Required tasks ::
**A.** Write out the passage of the case report starting with "Surely the will" and going on through "Tubb, for appellees.", swapping "widow" for "surviving wife".
**B.** In the case report, why do counsel for the appellees say that Newton Kolb's devise should not be forfeited even though his name appears as a witness to the will?

Reading text ::

────────────────

Swanzy v. Kolb

Decision Date09 March 1908
Docket Number12,718
Citation94 Miss. 10,46 So. 549
CourtMississippi Supreme Court
PartiesELIZABETH SWANZY ET AL v. JOSEPH L. KOLB ET AL

FROM the chancery court of Lowndes county, HON. JAMES F. MCCOOL Chancellor.

Kolb and others, appellees, were complainants or petitioners in the court below; Mrs. Swanzy and others, appellants, were defendants there. From a decree probating a will and adjudging the title to lands thereunder, the defendants appealed to the supreme court.

This proceeding was instituted in 1904 by Joseph L. Kolb and others, and seeks to establish the will of Joseph Kolb deceased, who died in 1880, leaving a widow, Sarah A. Kolb and no children, and to vest the title to the lands of the testator in complainants, the heirs at law of the testator's brothers and sisters; all of the brothers and sisters having died. The defendants to the bill are the heirs at law of testator's widow, Sarah A. Kolb. The bill charges that Joseph Kolb died leaving a will, by which he devised a life estate in his lands to his widow, Sarah A Kolb, with remainder to his brothers and sisters; that the will was given to one Samuel Swanzy, one of the executors named therein, to be probated; but the executor failed to probate the will and it cannot now be found. The defendants answered, denying that Joseph Kolb left any will. Testimony was taken, and the chancery court upon trial of the case rendered a decree establishing the will and ordering its probation. The supreme court, at first, affirmed the decree of the court below without written opinion. Thereafter appellants filed a suggestion of error calling attention to the fact that, conceding the will to have been duly established and probated, the testimony shows that one of the three witnesses to the will was Newton Kolb, one of the devisees named in the will, and that, therefore, the devise as to him was void, under Code of 1871, § 1101, in force when the testator died, since he was a subscribing witness.

Suggestion of error sustained.

William Baldwin, for appellants.

Even if all these witnesses to this will, that is to say, if all three of them, Malloy, Morris and Newton Kolb, were to come into court and prove the will in due form, most certain it is that the will would be void, so far as the part of the land devised to Newton Kolb is concerned.

Newton Kolb was one of the alleged witnesses to this will, giving to him, Newton Golb, part of the land.

And the decree appealed from gives to Newton Kolb his full part. Code 1871, § 1101.

Surely the will could not be proved except by the name of Newton Kolb and if proved by the name of Newton Kolb, it is void as to any devise to him in the will, and as to the part devised to Newton Kolb, Joseph Kolb died intestate, and that part went to his widow, and at her death, belonged to her heirs, who are the defendants to this bill.

Leftwich & Tubb, for appellees.

It seems to us a far-fetched idea that the mere presence of the name of Newton Kolb as a witness on the face of the paper should forfeit his devise; that is not the language of the statute. That result was to follow only when the will could "not otherwise be proved," and it has otherwise been proved in this case, because Newton Kolb could not be called from the grave. If Newton Kolb of all the witnesses were alone alive and we had no secondary proof by which we could establish the will and we were compelled to call him as we doubtless would be, then his devise would be forfeited, but only then would it be forfeited. Many cases could be referred to if necessary to show that wills have been established not only in the absence of the testimony of the subscribing witnesses, but even contrary to their testimony. As the courts remarked in the cases here referred to, it is not to be tolerated that the devisees should lose their estate because of the death, loss of memory, or stupidity of perverseness of the witnesses to it who could not remember its legal execution. One witness proved a will when he does not remember the others. Dan v. Brown, 15 Am. Dec. 395.

────────────────

Dataset excerpts ::
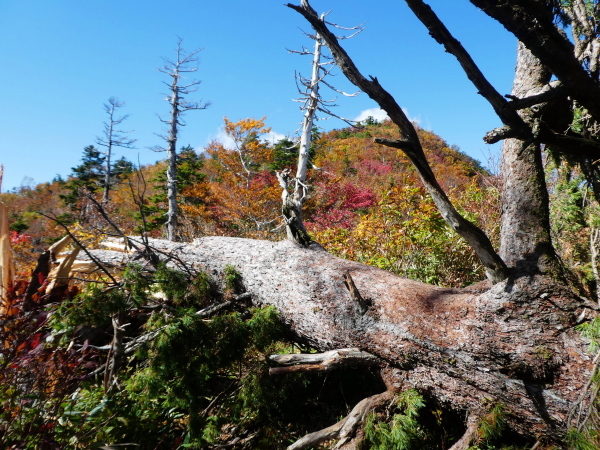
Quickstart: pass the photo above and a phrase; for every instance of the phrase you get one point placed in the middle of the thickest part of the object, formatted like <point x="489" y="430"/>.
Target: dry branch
<point x="322" y="362"/>
<point x="460" y="346"/>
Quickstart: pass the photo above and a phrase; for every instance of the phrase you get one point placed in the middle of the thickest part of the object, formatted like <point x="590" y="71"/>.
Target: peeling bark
<point x="512" y="343"/>
<point x="322" y="362"/>
<point x="411" y="146"/>
<point x="525" y="241"/>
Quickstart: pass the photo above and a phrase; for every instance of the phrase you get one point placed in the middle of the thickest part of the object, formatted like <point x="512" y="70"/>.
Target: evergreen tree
<point x="89" y="175"/>
<point x="189" y="165"/>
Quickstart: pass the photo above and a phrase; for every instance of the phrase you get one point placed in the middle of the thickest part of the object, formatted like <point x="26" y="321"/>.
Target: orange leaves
<point x="240" y="194"/>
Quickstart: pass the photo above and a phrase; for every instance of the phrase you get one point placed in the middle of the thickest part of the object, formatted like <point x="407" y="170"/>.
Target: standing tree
<point x="176" y="69"/>
<point x="295" y="190"/>
<point x="89" y="176"/>
<point x="111" y="138"/>
<point x="503" y="352"/>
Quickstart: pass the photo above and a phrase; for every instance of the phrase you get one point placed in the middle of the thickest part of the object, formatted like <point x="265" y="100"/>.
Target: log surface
<point x="512" y="343"/>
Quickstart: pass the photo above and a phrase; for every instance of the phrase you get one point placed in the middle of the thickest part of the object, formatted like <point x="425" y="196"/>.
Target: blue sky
<point x="61" y="60"/>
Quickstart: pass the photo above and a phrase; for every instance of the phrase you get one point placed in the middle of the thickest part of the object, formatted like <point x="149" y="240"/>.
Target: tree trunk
<point x="172" y="162"/>
<point x="512" y="343"/>
<point x="525" y="242"/>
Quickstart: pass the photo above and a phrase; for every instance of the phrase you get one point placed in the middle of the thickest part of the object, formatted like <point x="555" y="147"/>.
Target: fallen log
<point x="512" y="343"/>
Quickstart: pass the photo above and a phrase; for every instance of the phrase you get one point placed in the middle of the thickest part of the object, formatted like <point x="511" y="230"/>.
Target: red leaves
<point x="337" y="204"/>
<point x="19" y="238"/>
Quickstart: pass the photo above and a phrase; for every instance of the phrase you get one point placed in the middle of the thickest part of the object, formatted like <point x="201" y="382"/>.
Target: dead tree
<point x="295" y="189"/>
<point x="511" y="340"/>
<point x="513" y="343"/>
<point x="112" y="137"/>
<point x="177" y="69"/>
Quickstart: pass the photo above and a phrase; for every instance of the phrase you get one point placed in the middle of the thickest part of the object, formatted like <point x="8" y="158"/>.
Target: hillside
<point x="358" y="187"/>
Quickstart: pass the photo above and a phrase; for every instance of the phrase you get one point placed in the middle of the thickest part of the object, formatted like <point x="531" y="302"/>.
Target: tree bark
<point x="467" y="348"/>
<point x="410" y="145"/>
<point x="525" y="242"/>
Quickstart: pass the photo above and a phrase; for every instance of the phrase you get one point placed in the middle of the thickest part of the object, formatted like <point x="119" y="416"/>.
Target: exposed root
<point x="470" y="435"/>
<point x="345" y="430"/>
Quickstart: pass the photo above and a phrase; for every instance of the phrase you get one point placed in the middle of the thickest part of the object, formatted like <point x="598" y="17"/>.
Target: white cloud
<point x="376" y="113"/>
<point x="272" y="138"/>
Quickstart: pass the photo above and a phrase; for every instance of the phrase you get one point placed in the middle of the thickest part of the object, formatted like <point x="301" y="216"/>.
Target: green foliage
<point x="591" y="331"/>
<point x="403" y="431"/>
<point x="285" y="155"/>
<point x="88" y="175"/>
<point x="492" y="424"/>
<point x="578" y="440"/>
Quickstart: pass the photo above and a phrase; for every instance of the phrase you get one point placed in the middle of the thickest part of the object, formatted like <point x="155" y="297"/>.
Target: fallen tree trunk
<point x="512" y="343"/>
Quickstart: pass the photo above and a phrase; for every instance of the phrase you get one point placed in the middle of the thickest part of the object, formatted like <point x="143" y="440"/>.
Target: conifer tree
<point x="177" y="69"/>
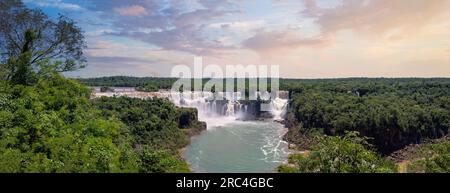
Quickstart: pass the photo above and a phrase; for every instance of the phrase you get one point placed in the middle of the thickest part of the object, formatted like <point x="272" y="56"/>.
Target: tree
<point x="30" y="36"/>
<point x="347" y="154"/>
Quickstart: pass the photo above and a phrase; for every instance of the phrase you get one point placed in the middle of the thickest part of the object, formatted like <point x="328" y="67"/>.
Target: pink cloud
<point x="280" y="40"/>
<point x="135" y="10"/>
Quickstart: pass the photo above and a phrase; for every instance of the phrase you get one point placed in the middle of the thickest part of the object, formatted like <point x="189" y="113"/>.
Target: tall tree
<point x="30" y="34"/>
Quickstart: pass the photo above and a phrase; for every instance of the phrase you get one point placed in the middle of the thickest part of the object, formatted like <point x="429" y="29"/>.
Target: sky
<point x="306" y="38"/>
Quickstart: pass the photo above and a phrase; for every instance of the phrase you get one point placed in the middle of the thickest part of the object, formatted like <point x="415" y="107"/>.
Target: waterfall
<point x="230" y="108"/>
<point x="279" y="108"/>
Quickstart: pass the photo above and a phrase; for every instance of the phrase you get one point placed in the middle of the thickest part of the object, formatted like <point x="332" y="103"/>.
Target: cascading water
<point x="278" y="108"/>
<point x="230" y="145"/>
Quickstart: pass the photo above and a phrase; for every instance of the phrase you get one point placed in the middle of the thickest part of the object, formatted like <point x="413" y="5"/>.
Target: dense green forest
<point x="393" y="112"/>
<point x="48" y="122"/>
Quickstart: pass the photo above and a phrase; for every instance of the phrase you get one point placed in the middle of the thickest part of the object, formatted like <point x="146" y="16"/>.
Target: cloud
<point x="171" y="25"/>
<point x="134" y="10"/>
<point x="379" y="18"/>
<point x="287" y="39"/>
<point x="55" y="3"/>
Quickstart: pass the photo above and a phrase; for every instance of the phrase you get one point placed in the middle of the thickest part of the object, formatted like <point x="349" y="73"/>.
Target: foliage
<point x="346" y="154"/>
<point x="432" y="158"/>
<point x="394" y="112"/>
<point x="29" y="38"/>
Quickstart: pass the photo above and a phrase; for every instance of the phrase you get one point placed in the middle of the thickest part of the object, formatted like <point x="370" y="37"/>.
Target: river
<point x="238" y="146"/>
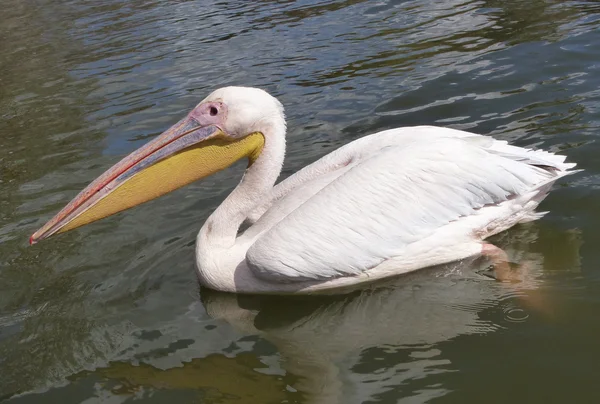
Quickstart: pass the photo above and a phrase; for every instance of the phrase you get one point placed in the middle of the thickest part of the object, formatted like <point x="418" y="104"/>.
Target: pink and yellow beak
<point x="184" y="153"/>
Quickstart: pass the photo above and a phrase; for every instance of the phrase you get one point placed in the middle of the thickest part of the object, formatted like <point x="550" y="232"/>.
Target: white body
<point x="385" y="204"/>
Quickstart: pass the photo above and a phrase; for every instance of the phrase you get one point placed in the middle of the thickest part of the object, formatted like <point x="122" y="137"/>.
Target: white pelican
<point x="385" y="204"/>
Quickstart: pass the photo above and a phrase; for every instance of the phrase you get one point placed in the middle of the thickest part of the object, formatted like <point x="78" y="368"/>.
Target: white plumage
<point x="385" y="204"/>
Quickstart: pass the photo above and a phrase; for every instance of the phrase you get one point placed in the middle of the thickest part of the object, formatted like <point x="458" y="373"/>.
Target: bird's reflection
<point x="391" y="329"/>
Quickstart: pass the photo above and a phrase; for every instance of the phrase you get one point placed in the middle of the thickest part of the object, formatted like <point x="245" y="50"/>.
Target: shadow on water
<point x="365" y="344"/>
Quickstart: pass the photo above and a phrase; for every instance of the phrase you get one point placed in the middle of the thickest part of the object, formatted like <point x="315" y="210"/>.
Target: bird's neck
<point x="221" y="228"/>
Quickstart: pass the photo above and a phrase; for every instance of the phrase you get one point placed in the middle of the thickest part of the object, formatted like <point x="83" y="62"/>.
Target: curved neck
<point x="221" y="228"/>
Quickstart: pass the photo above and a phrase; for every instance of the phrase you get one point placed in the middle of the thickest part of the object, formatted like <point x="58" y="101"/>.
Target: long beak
<point x="184" y="153"/>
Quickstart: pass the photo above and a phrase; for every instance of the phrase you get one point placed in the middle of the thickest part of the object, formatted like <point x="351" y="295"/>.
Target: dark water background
<point x="112" y="312"/>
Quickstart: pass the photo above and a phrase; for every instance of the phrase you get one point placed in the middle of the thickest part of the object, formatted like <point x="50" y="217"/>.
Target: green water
<point x="113" y="313"/>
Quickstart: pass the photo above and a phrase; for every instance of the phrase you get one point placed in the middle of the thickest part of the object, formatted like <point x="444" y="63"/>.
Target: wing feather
<point x="387" y="201"/>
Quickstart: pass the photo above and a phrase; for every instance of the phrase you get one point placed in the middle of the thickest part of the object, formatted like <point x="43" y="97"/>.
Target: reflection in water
<point x="355" y="347"/>
<point x="360" y="345"/>
<point x="84" y="83"/>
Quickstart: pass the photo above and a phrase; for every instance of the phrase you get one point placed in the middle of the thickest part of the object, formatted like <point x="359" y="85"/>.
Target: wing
<point x="380" y="206"/>
<point x="310" y="179"/>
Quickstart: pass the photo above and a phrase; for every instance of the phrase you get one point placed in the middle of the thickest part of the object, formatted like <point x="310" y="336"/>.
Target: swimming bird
<point x="385" y="204"/>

────────────────

Results of the exercise ::
**A.**
Surely the will could not be proved except by the name of Newton Kolb and if proved by the name of Newton Kolb, it is void as to any devise to him in the will, and as to the part devised to Newton Kolb, Joseph Kolb died intestate, and that part went to his surviving wife, and at her death, belonged to her heirs, who are the defendants to this bill.

Leftwich & Tubb, for appellees.

**B.** They say the statute forfeits a witness's devise only when the will cannot "otherwise be proved." Here the will was otherwise proved, because Newton Kolb could not be called from the grave.